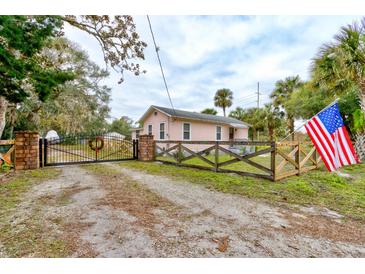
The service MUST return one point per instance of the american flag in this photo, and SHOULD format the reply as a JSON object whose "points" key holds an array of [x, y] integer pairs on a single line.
{"points": [[330, 137]]}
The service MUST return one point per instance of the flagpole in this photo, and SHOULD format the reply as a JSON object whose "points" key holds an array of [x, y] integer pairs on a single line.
{"points": [[334, 102]]}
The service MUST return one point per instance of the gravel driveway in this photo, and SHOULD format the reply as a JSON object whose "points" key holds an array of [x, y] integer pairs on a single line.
{"points": [[127, 213]]}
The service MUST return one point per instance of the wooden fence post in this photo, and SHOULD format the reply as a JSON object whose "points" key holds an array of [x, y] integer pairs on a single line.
{"points": [[297, 157], [179, 151], [273, 160], [216, 156]]}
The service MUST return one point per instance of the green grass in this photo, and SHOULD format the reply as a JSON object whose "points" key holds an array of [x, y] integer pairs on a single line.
{"points": [[12, 190], [30, 237], [318, 187]]}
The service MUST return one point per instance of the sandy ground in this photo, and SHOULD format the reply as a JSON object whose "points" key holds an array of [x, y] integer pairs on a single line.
{"points": [[133, 214]]}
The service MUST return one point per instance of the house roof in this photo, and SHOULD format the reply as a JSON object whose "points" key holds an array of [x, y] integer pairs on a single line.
{"points": [[197, 116]]}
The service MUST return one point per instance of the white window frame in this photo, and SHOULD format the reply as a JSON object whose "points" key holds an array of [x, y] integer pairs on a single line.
{"points": [[189, 132], [164, 131], [216, 133], [148, 129]]}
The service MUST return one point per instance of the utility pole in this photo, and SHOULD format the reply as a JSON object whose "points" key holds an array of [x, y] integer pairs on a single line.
{"points": [[258, 94], [258, 105]]}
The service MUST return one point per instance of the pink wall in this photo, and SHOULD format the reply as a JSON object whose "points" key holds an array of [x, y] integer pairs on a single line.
{"points": [[200, 131]]}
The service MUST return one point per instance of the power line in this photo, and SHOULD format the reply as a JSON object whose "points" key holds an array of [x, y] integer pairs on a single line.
{"points": [[159, 61]]}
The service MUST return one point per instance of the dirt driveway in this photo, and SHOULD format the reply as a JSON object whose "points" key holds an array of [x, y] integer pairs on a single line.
{"points": [[114, 211]]}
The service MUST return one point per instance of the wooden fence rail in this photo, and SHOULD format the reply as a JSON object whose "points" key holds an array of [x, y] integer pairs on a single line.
{"points": [[7, 153], [269, 160]]}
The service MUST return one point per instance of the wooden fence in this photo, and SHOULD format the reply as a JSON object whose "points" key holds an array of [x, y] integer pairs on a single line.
{"points": [[7, 153], [269, 160]]}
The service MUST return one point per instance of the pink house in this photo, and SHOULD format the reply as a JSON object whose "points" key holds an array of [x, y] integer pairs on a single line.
{"points": [[179, 125]]}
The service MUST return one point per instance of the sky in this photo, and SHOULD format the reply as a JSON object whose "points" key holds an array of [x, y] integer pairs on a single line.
{"points": [[201, 54]]}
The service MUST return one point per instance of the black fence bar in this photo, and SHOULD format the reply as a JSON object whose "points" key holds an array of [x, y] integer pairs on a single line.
{"points": [[76, 149]]}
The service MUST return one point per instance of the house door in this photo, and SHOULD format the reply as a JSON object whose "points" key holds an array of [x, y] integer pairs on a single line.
{"points": [[231, 133]]}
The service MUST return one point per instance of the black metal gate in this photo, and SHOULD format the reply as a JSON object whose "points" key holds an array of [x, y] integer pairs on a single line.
{"points": [[86, 149]]}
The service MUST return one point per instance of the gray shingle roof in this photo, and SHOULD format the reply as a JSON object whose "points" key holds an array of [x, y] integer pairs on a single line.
{"points": [[200, 116]]}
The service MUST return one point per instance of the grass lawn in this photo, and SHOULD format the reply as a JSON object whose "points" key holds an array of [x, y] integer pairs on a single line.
{"points": [[318, 187], [29, 237], [12, 190]]}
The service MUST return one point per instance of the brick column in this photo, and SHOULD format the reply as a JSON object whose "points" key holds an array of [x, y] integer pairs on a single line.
{"points": [[146, 148], [26, 150]]}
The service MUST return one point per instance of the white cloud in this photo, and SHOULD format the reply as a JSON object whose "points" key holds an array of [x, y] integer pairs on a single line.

Instructions to follow: With the pictures omitted, the material is to be transcribed exactly.

Answer area:
The service MUST return one point per instance of the american flag in this photo, and SHOULD format the reply as a JSON object whose "points" key holds an array of [x, y] integer pairs on a single line.
{"points": [[330, 137]]}
The service MUST return one point per instance of the flagpole in this photo, and SHOULD format the reply as a JSON object whose "points" key holds an array of [x, y] integer pairs on a single line.
{"points": [[334, 102]]}
The service MUST return one point per instance of the gravel driveway in this photo, and SHOULD format the reply as a JSON object whose "points" key holds an array of [x, y] integer pairs on a single line.
{"points": [[127, 213]]}
The service MUST return one point per instance of the wooden fence post in this photo, and SHOULD format the reply as a JSON object whose "points" key holds an array of [x, y] integer pairs on a single line.
{"points": [[297, 157], [179, 151], [273, 160], [216, 156]]}
The service MUST return one point per instance of the green grass in this photo, and SHOULD format the reply as a JSON object whose "points" key holds an array of [x, y] integer pairs on a single line.
{"points": [[12, 190], [30, 237], [318, 187]]}
The service MUST return one point per instance of the sandy ground in this photo, and SHOULD format the reply as a JSON object whose "points" key holds an array of [x, y] integer pairs on a single line.
{"points": [[133, 214]]}
The service MUST return one point per instance of the house roof in this photo, and SHOULD format the reply as a JSON object whose "points" key holds an array of [x, y] integer pairs on a single line.
{"points": [[197, 116]]}
The service MUST return one point per instance of the white window frame in this photo, and SHOULD format the reply as a JSON object whose "points" key holds an array of [x, y] integer pairs on a single line.
{"points": [[189, 132], [164, 131], [216, 133], [148, 129]]}
The service MUST return one point per instance of the utility pole in this photo, and SHOULD format the reply as a JSON object whose "points" key holds an array of [x, y] integer pairs on a single line.
{"points": [[258, 94], [258, 105]]}
The service MUST return one point per instance of the pink wall in this photo, and SHOULD format the reply as a JSON object whose "points" key holds an array of [x, y] integer pairs on a single line.
{"points": [[200, 131]]}
The service MUST return one point per instance of the power line in this photo, and SHOULD format the reply as a JSON object whose "points" key holds an array of [x, y] integer pairs on a single line.
{"points": [[159, 61]]}
The service MUST return one point per instance of the dirt driveway in this photo, and SHOULD format the reply as a JSON object whose "points" key holds an array of [x, y] integer pairs on a single line.
{"points": [[114, 211]]}
The service MUST return one point per instance of the wooden fence rail in this photo, and SHOULD format the reply as a JSON object whose "points" key holds an array of [x, y] integer pairs on a single line.
{"points": [[7, 153], [269, 160]]}
The service MUST return one point per instance of the wooden fence in this photo, and SHOULD format the reply as a JSON object whose "points" key holds an array of [x, y] integer pairs on a single line.
{"points": [[7, 153], [269, 160]]}
The service MUST return one point per instance of the pink house in this photo, and SHOULD format the reply as a JSON object whose "points" key holds an array of [x, y] integer pairs on a single line.
{"points": [[179, 125]]}
The service MUST return one point per instance of the sky in this photo, and SHOULD format the reply as a JSON object whose "points" key holds an array of [x, y] integer pairs on a single line.
{"points": [[201, 54]]}
The service MUST return one point per instance of the black fence bar in this photo, and SHOULD format the reply as a JSON object whose "points" key holds an array of [x, y] integer pairs on a single line.
{"points": [[76, 149]]}
The service MUST return one point per instance of the house door in this photo, and SHOULD format the reply as a JSON object whose "points" key holds an array of [x, y] integer pairs on a single line.
{"points": [[231, 133]]}
The service MUST return one point per instance of the black metal gate in this photo, and SHOULD format the reply as a JSON object whose "points" key holds an array of [x, y] integer pairs on a single line.
{"points": [[86, 149]]}
The service MUST return one point per instance of the gray shingle roof in this photo, and SHOULD format the reply as a JSON object whose "points" key holds an array of [x, y] integer pairs on a single line.
{"points": [[200, 116]]}
The service MUST return one point per instance of the grass lawn in this photo, and SHOULD format the reply as a JSON object whose "points" key holds an array of [x, y] integer pairs on a single line.
{"points": [[318, 187], [29, 237], [12, 190]]}
The service MUST return one point per instance of the brick column in this photo, and SHOULD format the reply as a JSON object whose "points" key holds an array of [x, y] integer pairs on a single line.
{"points": [[146, 148], [26, 150]]}
The service MUST return one point per instance of the white cloud in this photo, and SHOULD format the reply as a JSON object whose "points" key holds an array of [x, y] integer pairs on a single line.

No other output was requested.